• [GIVEN EXERCISE 1] Please reproduce the renaming-categories tutorial from "Renames categories in" up to and including "the various examples.".
• [GIVEN EXERCISE 2] In the renaming-categories tutorial, which input types does the new_categories parameter accept?
• [GIVEN EXERCISE 3] Translate this sentence from the renaming-categories tutorial into Spanish: "You can rename all categories by providing a list of new names."

• [TEXT BLOCK]
Python Pandas - Renaming Categories
Renaming categories within a categorical data type is an essential task when the labels need better clarity, and reorganization. The Pandas library provides an easy and fast method for renaming categories using the rename_categories() method.
Renames categories in a Pandas categorical object can be done with minimal effort by using this method. It supports multiple input types, such as lists, dictionaries, or callable. The method is recommended for renaming categorical data due to its speed, memory efficiency, and semantic benefits.
In this tutorial, we will focus on renaming categories of a Pandas objects using the rename_categories() method with the various examples.
The rename_categories() Method
The rename_categories() method is part of the pandas Series.cat accessor (an alias for CategoricalAccessor). It is designed to rename categories in a categorical Series or DataFrame column.
Syntax
The syntax of this method is as follows −
Series.cat.rename_categories(*args, **kwargs)
This method accepts a new_categories parameter with any of the following types such as a list, dictionary, or callable used to rename categories.
Renaming All Categories
You can rename all categories by providing a list of new names. The new list must match the number of existing categories and have unique values.
Example
Below is a basic example of renaming categories in a Pandas categorical object using a list of new category names.
import pandas as pd
import numpy as np
# Create a DataFrame
cat = pd.Categorical(["a", "c", "c", "b"], categories=["b", "a", "c"])
df = pd.DataFrame({"A_col":cat, "B_col":[1, 2, 4, 6]})
# Display the Input DataFrame
print('Input DataFrame:\n',df)
# Renaming categories using a list
new_categories = ["Group A", "Group B", "Group C"]
# Update the DataFrame after renaming the categories
df["A_col"] = df["A_col"].cat.rename_categories(new_categories)
print("\nRenamed Categories:")
print(df)
Following is the output of the above code −
Input DataFrame:
| A_col | B_col | |
|---|---|---|
| 0 | a | 1 |
| 1 | c | 2 |
| 2 | c | 4 |
| 3 | b | 6 |
| A_col | B_col | |
|---|---|---|
| 0 | Group B | 1 |
| 1 | Group C | 2 |
| 2 | Group C | 4 |
| 3 | Group A | 6 |
Renaming Specific Categories
Instead of renaming all categories like above, you can simply use a dictionary to map specific categories to the new names. Categories not included in the dictionary for mapping are remains unchanged.
Example
The following example uses a Python dictionary to rename specific categories in a Pandas categorical Series object. Here, the categories apple and banana are renamed to Fruit A and Fruit B respectively, while the category cherry remains unchanged.
import pandas as pd
import numpy as np
# Creating a categorical Series
s = pd.Series(["apple", "banana", "cherry", "apple"], dtype="category")
# Display the Input Series
print("Original Series:")
print(s)
# Renaming specific categories using a dictionary
s = s.cat.rename_categories({"apple": "Fruit A", "banana": "Fruit B"})

• [Some records]
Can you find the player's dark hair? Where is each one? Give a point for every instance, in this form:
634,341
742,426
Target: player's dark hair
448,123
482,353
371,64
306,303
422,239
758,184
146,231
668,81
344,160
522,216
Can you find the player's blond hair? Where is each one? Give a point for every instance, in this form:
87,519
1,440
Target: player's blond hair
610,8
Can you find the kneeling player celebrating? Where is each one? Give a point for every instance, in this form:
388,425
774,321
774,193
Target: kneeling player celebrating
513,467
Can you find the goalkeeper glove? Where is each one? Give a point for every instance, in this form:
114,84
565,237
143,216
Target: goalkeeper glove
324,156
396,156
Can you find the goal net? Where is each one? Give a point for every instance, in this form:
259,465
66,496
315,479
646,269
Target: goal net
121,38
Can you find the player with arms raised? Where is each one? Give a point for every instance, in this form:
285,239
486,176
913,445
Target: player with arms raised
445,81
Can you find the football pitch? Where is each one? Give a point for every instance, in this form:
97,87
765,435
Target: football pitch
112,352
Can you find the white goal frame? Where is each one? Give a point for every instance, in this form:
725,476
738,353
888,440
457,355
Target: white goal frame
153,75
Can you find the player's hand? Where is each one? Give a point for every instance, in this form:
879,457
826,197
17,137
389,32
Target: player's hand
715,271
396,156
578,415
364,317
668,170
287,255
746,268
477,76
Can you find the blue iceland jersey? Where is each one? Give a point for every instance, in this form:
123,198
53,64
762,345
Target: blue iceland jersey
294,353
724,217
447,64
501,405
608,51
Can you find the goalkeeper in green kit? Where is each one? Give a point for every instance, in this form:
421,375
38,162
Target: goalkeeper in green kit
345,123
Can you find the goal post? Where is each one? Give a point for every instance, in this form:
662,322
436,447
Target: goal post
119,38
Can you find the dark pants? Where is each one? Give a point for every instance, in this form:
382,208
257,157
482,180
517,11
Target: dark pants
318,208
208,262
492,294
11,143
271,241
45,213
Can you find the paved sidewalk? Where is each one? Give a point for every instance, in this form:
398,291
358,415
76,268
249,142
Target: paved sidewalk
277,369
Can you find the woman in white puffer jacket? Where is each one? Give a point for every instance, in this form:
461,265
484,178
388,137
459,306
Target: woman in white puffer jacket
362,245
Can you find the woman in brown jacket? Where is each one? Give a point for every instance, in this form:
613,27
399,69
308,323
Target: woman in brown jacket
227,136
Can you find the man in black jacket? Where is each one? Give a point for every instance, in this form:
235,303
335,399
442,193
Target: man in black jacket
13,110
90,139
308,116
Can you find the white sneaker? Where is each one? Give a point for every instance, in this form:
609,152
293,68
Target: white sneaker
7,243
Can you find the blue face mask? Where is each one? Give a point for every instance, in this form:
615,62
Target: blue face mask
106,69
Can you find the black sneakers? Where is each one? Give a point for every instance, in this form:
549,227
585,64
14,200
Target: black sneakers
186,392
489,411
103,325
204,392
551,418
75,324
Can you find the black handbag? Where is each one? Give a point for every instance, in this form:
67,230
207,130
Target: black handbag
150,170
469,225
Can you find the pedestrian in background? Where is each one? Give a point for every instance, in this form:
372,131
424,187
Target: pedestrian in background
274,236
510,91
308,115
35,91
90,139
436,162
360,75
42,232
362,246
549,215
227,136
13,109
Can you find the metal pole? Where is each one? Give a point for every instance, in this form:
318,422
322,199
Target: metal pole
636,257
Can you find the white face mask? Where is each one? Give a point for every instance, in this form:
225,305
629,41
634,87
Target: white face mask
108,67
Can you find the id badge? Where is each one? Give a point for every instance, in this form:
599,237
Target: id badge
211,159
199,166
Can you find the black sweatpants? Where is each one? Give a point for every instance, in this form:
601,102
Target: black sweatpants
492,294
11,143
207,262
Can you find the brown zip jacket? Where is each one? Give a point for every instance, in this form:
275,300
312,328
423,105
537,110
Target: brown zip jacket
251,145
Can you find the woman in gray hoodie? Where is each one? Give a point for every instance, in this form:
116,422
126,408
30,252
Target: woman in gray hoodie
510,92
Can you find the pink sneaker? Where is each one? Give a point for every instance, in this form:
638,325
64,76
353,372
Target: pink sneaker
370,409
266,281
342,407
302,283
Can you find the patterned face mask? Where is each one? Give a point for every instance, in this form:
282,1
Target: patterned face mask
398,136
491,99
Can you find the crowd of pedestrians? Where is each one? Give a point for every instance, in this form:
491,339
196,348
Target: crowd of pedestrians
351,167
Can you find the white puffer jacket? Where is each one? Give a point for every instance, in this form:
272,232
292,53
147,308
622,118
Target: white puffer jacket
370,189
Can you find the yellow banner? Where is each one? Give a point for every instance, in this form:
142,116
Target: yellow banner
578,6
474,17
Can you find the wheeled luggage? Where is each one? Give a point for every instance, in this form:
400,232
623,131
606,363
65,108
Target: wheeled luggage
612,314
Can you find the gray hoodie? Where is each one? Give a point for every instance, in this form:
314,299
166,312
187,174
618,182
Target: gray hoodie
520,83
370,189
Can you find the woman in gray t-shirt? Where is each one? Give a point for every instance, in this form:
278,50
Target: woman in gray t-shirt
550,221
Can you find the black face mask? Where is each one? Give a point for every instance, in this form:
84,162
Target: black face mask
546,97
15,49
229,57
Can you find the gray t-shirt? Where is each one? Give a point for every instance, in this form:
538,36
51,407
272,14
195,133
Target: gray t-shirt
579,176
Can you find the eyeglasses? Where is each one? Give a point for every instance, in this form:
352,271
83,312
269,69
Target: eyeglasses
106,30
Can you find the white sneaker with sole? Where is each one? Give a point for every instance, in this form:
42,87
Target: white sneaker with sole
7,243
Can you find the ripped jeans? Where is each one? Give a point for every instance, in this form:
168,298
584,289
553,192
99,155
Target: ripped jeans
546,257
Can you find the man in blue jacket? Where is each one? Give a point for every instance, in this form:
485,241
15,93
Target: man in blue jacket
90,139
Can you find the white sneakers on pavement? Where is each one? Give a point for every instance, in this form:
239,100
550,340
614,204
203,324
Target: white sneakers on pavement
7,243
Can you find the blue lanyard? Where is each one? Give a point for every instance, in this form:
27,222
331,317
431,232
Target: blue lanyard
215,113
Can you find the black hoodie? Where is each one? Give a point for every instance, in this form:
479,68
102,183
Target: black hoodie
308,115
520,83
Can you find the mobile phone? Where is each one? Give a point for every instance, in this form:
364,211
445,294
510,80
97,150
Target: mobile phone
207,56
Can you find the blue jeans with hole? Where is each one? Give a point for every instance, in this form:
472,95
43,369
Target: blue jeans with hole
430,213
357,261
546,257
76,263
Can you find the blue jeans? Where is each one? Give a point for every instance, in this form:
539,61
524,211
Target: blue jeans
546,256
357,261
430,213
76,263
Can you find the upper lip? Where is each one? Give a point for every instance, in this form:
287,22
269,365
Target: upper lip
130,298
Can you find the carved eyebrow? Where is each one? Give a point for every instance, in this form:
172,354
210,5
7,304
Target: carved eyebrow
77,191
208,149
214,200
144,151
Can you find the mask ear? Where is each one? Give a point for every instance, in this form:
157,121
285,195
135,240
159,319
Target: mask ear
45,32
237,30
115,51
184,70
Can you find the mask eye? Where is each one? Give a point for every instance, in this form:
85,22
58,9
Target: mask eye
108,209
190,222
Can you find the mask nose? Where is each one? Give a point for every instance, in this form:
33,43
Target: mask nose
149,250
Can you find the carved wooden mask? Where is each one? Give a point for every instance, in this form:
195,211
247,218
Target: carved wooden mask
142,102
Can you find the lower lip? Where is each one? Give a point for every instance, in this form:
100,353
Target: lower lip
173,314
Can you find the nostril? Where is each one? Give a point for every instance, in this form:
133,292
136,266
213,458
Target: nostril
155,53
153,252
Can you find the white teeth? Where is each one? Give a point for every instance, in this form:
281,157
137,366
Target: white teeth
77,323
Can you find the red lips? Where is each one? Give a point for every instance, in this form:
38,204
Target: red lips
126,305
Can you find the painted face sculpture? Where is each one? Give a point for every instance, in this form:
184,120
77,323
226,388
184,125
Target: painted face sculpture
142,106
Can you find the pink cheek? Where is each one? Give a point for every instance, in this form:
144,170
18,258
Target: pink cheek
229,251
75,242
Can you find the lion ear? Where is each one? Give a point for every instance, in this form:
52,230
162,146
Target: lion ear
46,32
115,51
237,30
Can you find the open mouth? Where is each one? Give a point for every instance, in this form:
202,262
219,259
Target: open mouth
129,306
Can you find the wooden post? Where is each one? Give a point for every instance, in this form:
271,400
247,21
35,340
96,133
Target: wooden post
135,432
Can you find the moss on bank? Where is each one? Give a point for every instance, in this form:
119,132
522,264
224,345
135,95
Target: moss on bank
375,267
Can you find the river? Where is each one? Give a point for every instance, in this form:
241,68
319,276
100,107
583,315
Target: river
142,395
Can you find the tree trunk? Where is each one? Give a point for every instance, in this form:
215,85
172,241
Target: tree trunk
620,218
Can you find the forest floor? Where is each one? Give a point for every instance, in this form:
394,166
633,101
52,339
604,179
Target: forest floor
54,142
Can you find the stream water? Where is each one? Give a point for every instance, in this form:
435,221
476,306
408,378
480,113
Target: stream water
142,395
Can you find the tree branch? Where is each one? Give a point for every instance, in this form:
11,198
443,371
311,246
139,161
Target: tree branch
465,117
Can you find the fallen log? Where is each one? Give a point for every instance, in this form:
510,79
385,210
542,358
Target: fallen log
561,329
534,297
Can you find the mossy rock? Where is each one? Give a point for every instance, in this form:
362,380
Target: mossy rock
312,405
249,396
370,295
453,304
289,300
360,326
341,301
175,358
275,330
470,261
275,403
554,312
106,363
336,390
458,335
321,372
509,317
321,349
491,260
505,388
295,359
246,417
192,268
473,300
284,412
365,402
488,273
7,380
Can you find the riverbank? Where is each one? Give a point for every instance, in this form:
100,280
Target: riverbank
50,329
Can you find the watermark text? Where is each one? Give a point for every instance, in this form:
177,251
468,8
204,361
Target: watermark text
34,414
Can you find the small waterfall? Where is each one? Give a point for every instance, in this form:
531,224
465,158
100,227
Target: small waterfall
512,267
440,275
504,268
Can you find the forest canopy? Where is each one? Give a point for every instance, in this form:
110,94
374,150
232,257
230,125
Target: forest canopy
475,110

• [EXERCISE OUTPUT 1]
Renames categories in a Pandas categorical object can be done with minimal effort by using this method. It supports multiple input types, such as lists, dictionaries, or callable. The method is recommended for renaming categorical data due to its speed, memory efficiency, and semantic benefits.
In this tutorial, we will focus on renaming categories of a Pandas objects using the rename_categories() method with the various examples.

• [EXERCISE OUTPUT 2] A list, a dictionary, or a callable.

• [EXERCISE OUTPUT 3] Puedes renombrar todas las categorías proporcionando una lista de nombres nuevos.